┌──
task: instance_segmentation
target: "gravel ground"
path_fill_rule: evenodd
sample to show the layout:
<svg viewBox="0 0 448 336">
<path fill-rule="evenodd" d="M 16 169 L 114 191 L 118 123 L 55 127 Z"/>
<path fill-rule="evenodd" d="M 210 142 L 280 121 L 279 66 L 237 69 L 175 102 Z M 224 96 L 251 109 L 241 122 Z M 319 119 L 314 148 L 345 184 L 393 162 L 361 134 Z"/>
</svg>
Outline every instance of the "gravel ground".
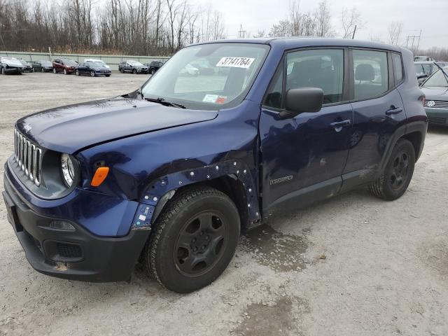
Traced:
<svg viewBox="0 0 448 336">
<path fill-rule="evenodd" d="M 130 92 L 146 78 L 0 76 L 1 162 L 18 118 Z M 447 178 L 448 130 L 430 129 L 400 200 L 360 190 L 273 218 L 241 237 L 216 281 L 189 295 L 162 289 L 139 267 L 130 284 L 40 274 L 2 204 L 0 335 L 447 335 Z"/>
</svg>

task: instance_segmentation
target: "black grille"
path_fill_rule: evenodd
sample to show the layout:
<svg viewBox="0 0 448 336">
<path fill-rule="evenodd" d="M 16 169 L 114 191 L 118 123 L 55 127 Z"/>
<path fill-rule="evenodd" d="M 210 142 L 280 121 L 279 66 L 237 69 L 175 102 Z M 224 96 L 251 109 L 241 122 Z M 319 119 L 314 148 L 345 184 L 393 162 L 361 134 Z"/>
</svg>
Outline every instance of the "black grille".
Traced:
<svg viewBox="0 0 448 336">
<path fill-rule="evenodd" d="M 442 126 L 447 125 L 447 118 L 440 117 L 428 117 L 428 122 L 433 125 L 440 125 Z"/>
<path fill-rule="evenodd" d="M 57 253 L 62 258 L 80 258 L 81 248 L 79 245 L 57 243 Z"/>
</svg>

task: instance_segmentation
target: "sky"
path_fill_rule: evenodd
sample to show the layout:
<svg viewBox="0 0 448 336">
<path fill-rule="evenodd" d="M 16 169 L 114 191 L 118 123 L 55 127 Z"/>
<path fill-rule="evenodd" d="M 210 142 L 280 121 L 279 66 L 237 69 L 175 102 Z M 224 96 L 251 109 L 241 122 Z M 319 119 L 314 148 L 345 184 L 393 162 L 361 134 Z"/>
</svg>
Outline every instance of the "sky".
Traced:
<svg viewBox="0 0 448 336">
<path fill-rule="evenodd" d="M 237 38 L 243 29 L 255 34 L 264 29 L 266 34 L 273 24 L 288 16 L 290 0 L 197 0 L 205 6 L 211 3 L 221 12 L 225 21 L 228 38 Z M 420 48 L 448 48 L 448 0 L 328 0 L 331 10 L 332 25 L 340 31 L 340 15 L 343 8 L 357 8 L 363 27 L 356 38 L 370 40 L 378 36 L 387 43 L 388 26 L 392 22 L 402 23 L 400 44 L 405 46 L 407 36 L 419 35 Z M 301 11 L 313 11 L 318 0 L 301 0 Z M 415 43 L 416 44 L 416 39 Z"/>
</svg>

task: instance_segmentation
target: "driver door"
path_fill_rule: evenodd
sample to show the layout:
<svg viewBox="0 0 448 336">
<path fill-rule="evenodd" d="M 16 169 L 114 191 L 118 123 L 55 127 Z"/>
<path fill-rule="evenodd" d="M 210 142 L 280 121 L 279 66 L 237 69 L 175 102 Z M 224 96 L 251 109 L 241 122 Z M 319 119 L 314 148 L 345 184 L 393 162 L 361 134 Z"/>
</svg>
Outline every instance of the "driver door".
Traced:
└──
**SHORT EXERCISE**. Return every line of the material above that contains the string "target". Treat the match as case-sensitive.

**RESPONSE**.
target: "gravel ground"
target: "black grille"
target: "sky"
target: "driver door"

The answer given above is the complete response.